▸ **Sezione del documento**
= = = =

Canasta dimenticata: colpa del burraco oppure no?
Nata negli anni Quaranta in Uruguay, negli ultimi tempi è stata superata dal burraco in termini di popolarità.
Gli anni d’oro della canasta sono tramontati già da tempo, anche se alcuni circoli di questo gioco continuano a sopravvivere sia in Italia che all’estero. Insieme a burraco, pinnacola, scala 40 e machiavelli, la canasta appartiene all’ampia famiglia di giochi di carte che derivano dal ramino. Considerata la sua diffusione tra la popolazione più anziana, rimane tuttora un ottimo modo per allenare la mente, oltre che per intrecciare nuove relazioni. Proprio perché associata a un mondo altoborghese fatto di lustrini e vuoti cerimoniali, è diventata facile bersaglio dell’ironia dei comici di diverse epoche. In fatto di popolarità, negli ultimi tempi la canasta è stata soppiantata dal burraco, un gioco anch’esso originario dell’Urugay, che riprende molte regole della canasta e del bridge semplificandole.

= = = =

▸ **Righe fornite**
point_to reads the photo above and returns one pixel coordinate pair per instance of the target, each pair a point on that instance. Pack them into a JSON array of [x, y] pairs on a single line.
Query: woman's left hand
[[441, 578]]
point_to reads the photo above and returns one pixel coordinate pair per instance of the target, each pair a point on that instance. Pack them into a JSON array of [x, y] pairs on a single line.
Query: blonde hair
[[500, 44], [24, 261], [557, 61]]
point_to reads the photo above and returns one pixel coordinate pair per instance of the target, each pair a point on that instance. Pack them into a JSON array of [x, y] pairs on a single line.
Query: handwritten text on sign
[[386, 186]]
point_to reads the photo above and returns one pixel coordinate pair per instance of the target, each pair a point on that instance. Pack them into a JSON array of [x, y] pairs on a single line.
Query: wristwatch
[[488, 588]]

= = = =

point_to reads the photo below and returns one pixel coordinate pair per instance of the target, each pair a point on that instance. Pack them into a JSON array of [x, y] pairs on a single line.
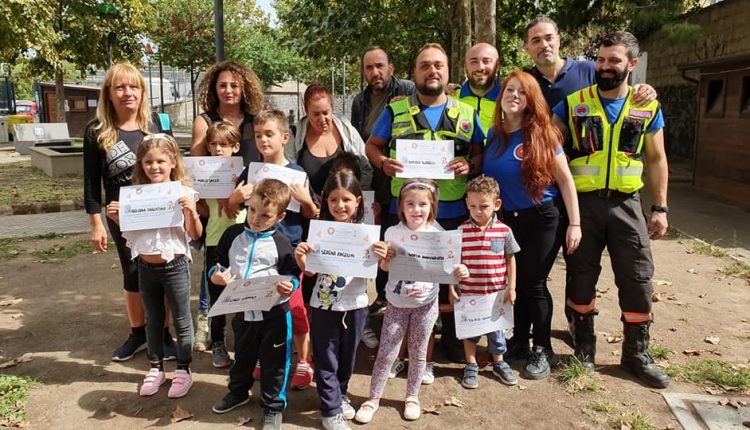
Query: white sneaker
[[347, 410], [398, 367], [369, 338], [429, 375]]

= = = =

▸ **Istruzione 1**
Secondo il testo sulla canasta, in quale paese e in quale decennio è nato questo gioco?
▸ **Istruzione 2**
Trasforma in un elenco puntato il paragrafo del testo sulla canasta che comincia con «Gli anni d’oro della canasta», conservandone i fatti principali.

▸ **Risposta finale 1**
È nato in Uruguay negli anni Quaranta.

▸ **Risposta finale 2**
- Gli anni d’oro della canasta sono finiti da tempo, ma alcuni circoli sopravvivono in Italia e all’estero.
- Come burraco, pinnacola, scala 40 e machiavelli, fa parte della famiglia di giochi di carte derivati dal ramino.
- È diffusa soprattutto tra la popolazione più anziana e resta un buon modo per allenare la mente e stringere nuove relazioni.
- Poiché è associata a un mondo altoborghese di lustrini e vuoti cerimoniali, è stata spesso presa di mira dai comici di diverse epoche.
- Di recente è stata soppiantata in popolarità dal burraco. Anche il burraco è di origine uruguaiana e semplifica molte regole della canasta e del bridge.